* Yönerge A
Belge bölümüne göre, öyküler metinler arasılık yöntemine göre değerlendirilmeden önce kaynak metinler hakkında neden bilgi verilmiştir? Bir ila üç cümleyle açıklayın.
* Yönerge B
Belge bölümünün "Çalışmada metinler arasılık" ifadesiyle başlayıp "açısı ile irdelenmiştir." ifadesiyle biten kısmını, bu son ifade de dahil olmak üzere, hiç değiştirmeden yazdırın.

* Belge bölümü
== == ==
Çalışmada metinler arasılık anlatım biçiminin kullanıldığı adı geçen bu öyküler beslendikleri kaynak metinlerle aralarındaki ilişki bağlamında değerlendirilmiştir. İncelemede her bir metin kullanılan metinler arasılık biçimine göre incelenmiş, yazarın anlatısında bu yöntemin hangi biçimini tercih ettiği, yöntemi neden ve nasıl kullandığı noktasında değerlendirmeler yapılmıştır. Bu çalışmada yapıtta yer alan öyküler beslendikleri kaynak metinlerle karşılaştırıldığı için öykülerin sözü edilen yönteme göre değerlendirmelerini yapmadan önce kaynak metinler hakkında da bilgi verilmiş, metinler karşılaştırmalı bir bakış açısı ile irdelenmiştir.

Çalışmanın amacı “Yedi Kapılı Kırk Oda” adlı yapıtta yer alan modern öykülerin kurgulanışında kullanılan metinler arasılık anlatım biçiminin hangi biçimlerde ve nasıl

(7)

kullanıldığını değerlendirmek, bu anlatım şeklinin yazınsal ürünlerin oluşumundaki etki ve katkısını değerlendirebilmektir.
== == ==
* Gösterilen satırlar
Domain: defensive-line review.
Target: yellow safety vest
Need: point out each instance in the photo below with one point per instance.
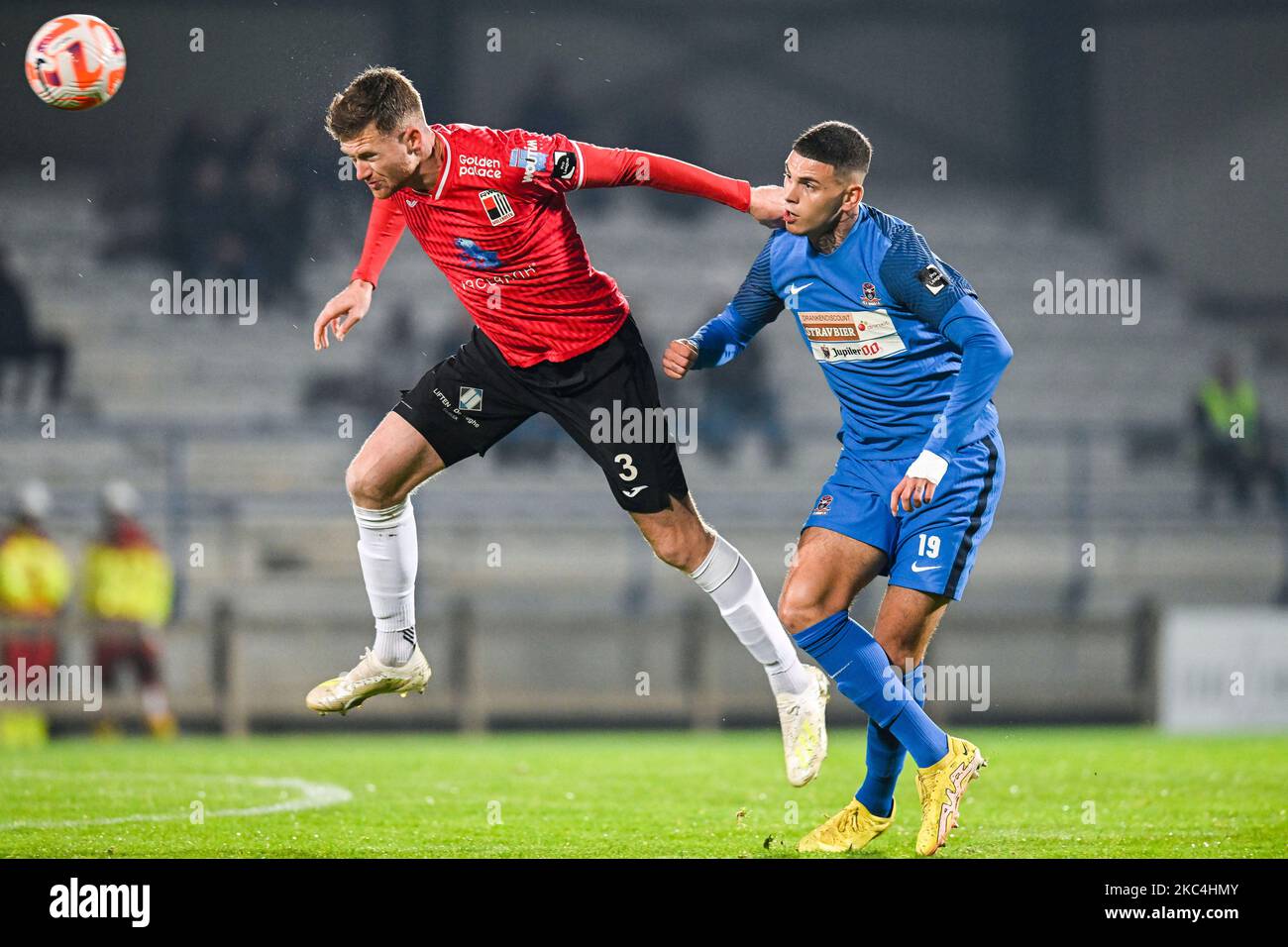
(35, 578)
(1223, 403)
(128, 583)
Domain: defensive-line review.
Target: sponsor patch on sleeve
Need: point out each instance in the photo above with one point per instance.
(565, 165)
(932, 278)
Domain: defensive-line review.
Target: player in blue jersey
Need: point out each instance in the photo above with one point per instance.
(913, 359)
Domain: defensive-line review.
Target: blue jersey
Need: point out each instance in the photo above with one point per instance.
(900, 334)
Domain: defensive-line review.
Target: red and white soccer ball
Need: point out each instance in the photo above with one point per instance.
(75, 62)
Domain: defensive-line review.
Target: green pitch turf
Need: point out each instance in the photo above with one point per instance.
(1046, 792)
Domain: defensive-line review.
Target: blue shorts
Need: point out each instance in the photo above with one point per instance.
(931, 548)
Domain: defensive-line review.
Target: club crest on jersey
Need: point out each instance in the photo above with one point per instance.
(496, 206)
(932, 278)
(475, 256)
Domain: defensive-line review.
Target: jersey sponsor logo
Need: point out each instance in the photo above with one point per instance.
(850, 337)
(529, 159)
(478, 166)
(490, 281)
(496, 206)
(565, 163)
(475, 256)
(932, 278)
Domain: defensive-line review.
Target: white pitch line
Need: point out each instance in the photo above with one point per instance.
(314, 795)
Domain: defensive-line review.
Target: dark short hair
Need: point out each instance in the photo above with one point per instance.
(837, 145)
(377, 94)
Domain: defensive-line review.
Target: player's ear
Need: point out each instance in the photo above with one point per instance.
(853, 195)
(411, 140)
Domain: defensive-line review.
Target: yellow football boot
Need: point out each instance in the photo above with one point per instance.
(849, 830)
(941, 788)
(370, 678)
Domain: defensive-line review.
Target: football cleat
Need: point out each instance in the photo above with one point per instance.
(849, 830)
(803, 719)
(370, 678)
(941, 788)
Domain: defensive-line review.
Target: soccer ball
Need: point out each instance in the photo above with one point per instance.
(75, 62)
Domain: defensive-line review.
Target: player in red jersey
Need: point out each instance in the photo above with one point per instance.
(553, 335)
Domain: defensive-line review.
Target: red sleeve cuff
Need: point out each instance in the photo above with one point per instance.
(626, 166)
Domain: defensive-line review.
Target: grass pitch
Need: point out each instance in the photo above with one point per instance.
(1047, 792)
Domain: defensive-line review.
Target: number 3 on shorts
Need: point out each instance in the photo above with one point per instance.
(629, 472)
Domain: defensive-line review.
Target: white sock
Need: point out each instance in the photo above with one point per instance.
(386, 549)
(730, 581)
(394, 648)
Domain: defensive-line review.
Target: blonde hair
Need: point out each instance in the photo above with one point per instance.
(378, 94)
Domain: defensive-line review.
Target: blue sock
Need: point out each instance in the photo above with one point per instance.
(885, 754)
(862, 672)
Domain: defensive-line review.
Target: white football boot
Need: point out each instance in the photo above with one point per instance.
(803, 718)
(342, 694)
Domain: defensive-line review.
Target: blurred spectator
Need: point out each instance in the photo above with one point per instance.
(1235, 446)
(128, 594)
(35, 582)
(22, 351)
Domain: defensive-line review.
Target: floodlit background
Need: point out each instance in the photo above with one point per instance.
(1126, 578)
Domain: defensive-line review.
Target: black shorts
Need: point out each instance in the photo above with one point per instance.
(473, 398)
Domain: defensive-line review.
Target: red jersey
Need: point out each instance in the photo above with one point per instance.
(498, 228)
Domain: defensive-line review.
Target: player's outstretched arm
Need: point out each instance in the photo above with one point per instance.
(347, 308)
(342, 313)
(627, 166)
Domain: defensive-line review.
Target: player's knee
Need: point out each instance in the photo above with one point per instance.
(679, 549)
(365, 487)
(800, 608)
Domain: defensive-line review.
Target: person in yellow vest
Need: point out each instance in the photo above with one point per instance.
(1235, 445)
(35, 585)
(128, 592)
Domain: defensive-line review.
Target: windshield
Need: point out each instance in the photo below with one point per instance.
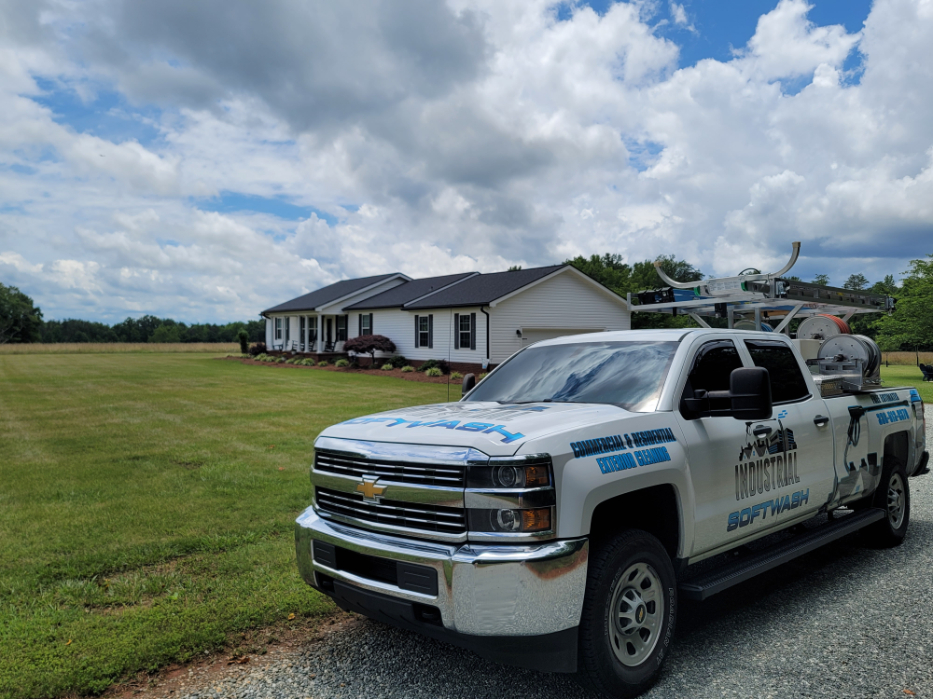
(627, 374)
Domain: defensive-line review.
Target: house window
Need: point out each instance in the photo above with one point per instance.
(342, 328)
(464, 331)
(424, 331)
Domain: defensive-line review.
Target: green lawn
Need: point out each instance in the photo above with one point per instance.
(908, 376)
(146, 506)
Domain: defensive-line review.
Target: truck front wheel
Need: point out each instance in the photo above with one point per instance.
(629, 613)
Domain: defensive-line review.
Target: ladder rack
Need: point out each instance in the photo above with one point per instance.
(756, 296)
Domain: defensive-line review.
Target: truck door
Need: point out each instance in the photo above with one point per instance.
(804, 481)
(713, 444)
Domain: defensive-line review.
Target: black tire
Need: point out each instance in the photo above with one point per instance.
(892, 496)
(629, 615)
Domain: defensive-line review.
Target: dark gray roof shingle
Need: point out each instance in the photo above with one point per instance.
(403, 293)
(483, 288)
(328, 294)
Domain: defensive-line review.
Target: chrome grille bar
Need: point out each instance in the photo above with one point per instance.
(398, 471)
(446, 520)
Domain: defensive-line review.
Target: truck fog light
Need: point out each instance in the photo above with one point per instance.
(510, 521)
(507, 520)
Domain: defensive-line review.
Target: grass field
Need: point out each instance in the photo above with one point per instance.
(147, 503)
(906, 358)
(119, 347)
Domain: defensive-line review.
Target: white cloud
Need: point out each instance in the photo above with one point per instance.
(429, 138)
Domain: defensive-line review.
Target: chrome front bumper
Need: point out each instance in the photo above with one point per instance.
(483, 590)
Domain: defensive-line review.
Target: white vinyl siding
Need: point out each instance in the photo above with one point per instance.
(564, 302)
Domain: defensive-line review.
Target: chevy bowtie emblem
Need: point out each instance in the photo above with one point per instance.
== == ==
* Görev yanıtı A
Çalışmada yapıttaki öyküler beslendikleri kaynak metinlerle karşılaştırıldığı için, öyküler değerlendirilmeden önce kaynak metinler hakkında da bilgi verilmiştir. Böylece metinler karşılaştırmalı bir bakış açısıyla irdelenmiştir.

* Görev yanıtı B
Çalışmada metinler arasılık anlatım biçiminin kullanıldığı adı geçen bu öyküler beslendikleri kaynak metinlerle aralarındaki ilişki bağlamında değerlendirilmiştir. İncelemede her bir metin kullanılan metinler arasılık biçimine göre incelenmiş, yazarın anlatısında bu yöntemin hangi biçimini tercih ettiği, yöntemi neden ve nasıl kullandığı noktasında değerlendirmeler yapılmıştır. Bu çalışmada yapıtta yer alan öyküler beslendikleri kaynak metinlerle karşılaştırıldığı için öykülerin sözü edilen yönteme göre değerlendirmelerini yapmadan önce kaynak metinler hakkında da bilgi verilmiş, metinler karşılaştırmalı bir bakış açısı ile irdelenmiştir.